=== Aufgabenstellung ===
Geben Sie an, wie viele Zeilen der Auflistung die Zeichenfolge „bare“ enthalten, und nennen Sie ausschließlich diese Zahl.

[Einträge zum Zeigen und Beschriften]

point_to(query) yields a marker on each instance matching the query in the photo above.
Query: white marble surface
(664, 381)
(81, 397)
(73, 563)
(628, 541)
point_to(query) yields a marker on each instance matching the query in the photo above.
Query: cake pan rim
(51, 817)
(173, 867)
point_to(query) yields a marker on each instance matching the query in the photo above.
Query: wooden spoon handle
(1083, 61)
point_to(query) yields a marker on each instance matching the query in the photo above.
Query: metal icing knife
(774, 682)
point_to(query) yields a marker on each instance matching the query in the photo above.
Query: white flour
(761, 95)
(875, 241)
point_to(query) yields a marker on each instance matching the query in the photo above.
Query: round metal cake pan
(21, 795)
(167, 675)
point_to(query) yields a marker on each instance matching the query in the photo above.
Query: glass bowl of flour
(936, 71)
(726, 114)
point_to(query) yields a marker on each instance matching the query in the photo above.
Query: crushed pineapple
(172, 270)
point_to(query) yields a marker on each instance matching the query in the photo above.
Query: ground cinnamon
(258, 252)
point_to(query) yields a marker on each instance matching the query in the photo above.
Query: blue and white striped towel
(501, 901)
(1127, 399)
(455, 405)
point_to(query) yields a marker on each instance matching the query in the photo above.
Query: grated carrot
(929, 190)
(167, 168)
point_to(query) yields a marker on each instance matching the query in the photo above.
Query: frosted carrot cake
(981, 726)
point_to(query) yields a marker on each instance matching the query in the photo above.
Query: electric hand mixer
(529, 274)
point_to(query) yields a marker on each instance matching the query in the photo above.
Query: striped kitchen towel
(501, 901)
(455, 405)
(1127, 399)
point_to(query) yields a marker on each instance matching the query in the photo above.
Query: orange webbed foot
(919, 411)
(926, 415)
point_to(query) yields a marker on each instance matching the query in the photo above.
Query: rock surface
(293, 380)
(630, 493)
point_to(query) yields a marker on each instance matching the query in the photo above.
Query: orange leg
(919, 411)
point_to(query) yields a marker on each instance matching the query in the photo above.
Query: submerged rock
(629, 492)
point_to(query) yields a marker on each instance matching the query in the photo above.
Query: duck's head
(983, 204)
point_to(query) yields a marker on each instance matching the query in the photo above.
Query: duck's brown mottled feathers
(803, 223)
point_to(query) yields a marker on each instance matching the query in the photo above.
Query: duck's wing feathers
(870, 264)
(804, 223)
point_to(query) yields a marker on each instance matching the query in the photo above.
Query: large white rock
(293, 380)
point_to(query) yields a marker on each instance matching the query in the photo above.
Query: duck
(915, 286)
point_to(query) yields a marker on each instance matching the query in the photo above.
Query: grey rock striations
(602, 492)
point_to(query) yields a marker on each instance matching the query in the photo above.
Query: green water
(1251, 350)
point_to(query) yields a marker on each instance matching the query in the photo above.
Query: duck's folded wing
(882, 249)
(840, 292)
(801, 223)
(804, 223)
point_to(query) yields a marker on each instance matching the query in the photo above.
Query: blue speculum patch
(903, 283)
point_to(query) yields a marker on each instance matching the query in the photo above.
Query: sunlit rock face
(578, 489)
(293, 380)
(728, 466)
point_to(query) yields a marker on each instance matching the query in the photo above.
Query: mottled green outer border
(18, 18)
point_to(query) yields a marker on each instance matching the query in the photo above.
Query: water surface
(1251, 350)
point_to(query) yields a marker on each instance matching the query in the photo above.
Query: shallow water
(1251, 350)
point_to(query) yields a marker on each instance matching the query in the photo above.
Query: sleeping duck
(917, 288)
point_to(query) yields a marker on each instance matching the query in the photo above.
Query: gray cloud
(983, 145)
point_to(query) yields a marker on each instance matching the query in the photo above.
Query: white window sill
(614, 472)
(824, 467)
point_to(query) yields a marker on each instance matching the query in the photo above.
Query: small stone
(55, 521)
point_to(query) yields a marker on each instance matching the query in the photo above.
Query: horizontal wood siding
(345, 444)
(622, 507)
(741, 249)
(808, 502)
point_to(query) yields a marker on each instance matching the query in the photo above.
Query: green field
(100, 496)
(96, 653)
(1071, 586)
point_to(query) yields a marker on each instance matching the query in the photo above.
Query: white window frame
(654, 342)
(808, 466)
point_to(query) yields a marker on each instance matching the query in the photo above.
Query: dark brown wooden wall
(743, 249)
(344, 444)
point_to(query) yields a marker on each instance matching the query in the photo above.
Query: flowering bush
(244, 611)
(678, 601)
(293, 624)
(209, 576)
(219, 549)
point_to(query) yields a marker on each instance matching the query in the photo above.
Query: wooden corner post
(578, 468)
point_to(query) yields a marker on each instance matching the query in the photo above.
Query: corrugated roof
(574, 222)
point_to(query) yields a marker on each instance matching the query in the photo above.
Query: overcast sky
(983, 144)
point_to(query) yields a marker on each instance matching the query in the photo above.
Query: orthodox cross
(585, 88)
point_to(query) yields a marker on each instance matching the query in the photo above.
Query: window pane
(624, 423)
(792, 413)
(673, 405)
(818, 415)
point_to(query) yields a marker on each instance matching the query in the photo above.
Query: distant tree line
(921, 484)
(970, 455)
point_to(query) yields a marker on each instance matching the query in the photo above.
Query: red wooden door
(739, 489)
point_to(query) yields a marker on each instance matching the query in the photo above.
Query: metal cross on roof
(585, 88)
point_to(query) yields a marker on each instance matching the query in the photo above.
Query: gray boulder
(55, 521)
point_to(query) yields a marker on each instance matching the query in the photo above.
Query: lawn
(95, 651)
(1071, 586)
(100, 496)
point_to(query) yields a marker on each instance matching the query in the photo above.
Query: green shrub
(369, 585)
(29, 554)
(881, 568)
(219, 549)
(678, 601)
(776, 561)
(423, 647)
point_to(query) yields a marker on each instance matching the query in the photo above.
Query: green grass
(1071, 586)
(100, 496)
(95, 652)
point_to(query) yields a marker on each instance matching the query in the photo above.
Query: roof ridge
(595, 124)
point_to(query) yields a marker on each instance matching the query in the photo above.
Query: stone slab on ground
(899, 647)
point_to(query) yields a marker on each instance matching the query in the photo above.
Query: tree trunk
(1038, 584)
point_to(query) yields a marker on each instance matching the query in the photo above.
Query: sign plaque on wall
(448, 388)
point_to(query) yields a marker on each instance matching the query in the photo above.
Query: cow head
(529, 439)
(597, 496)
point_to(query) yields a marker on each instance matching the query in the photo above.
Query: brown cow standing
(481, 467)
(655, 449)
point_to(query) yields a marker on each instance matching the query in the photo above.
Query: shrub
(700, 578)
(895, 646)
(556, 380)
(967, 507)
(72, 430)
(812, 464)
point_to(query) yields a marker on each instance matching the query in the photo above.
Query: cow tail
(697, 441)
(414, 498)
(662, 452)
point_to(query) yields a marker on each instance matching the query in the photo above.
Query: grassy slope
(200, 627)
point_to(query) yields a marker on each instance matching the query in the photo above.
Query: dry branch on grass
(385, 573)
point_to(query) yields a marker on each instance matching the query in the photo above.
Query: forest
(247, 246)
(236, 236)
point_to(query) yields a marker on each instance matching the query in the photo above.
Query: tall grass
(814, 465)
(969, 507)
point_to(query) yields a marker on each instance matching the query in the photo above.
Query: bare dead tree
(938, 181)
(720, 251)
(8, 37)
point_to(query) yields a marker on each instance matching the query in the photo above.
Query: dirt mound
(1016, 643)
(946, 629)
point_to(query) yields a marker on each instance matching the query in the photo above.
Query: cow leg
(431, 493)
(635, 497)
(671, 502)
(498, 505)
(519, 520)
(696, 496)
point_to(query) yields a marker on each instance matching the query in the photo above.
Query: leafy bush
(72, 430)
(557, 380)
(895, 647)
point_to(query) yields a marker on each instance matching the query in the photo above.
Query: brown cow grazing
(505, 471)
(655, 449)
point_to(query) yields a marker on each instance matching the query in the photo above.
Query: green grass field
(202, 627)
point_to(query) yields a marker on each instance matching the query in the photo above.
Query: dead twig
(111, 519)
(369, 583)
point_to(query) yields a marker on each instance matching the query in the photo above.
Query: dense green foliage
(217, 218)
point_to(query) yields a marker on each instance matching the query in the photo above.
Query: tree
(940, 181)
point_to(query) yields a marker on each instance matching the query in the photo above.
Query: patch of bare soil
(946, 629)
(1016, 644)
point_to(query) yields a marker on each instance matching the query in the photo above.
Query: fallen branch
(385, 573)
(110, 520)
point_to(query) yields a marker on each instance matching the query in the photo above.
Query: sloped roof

=== Ergebnis der Aufgabe ===
2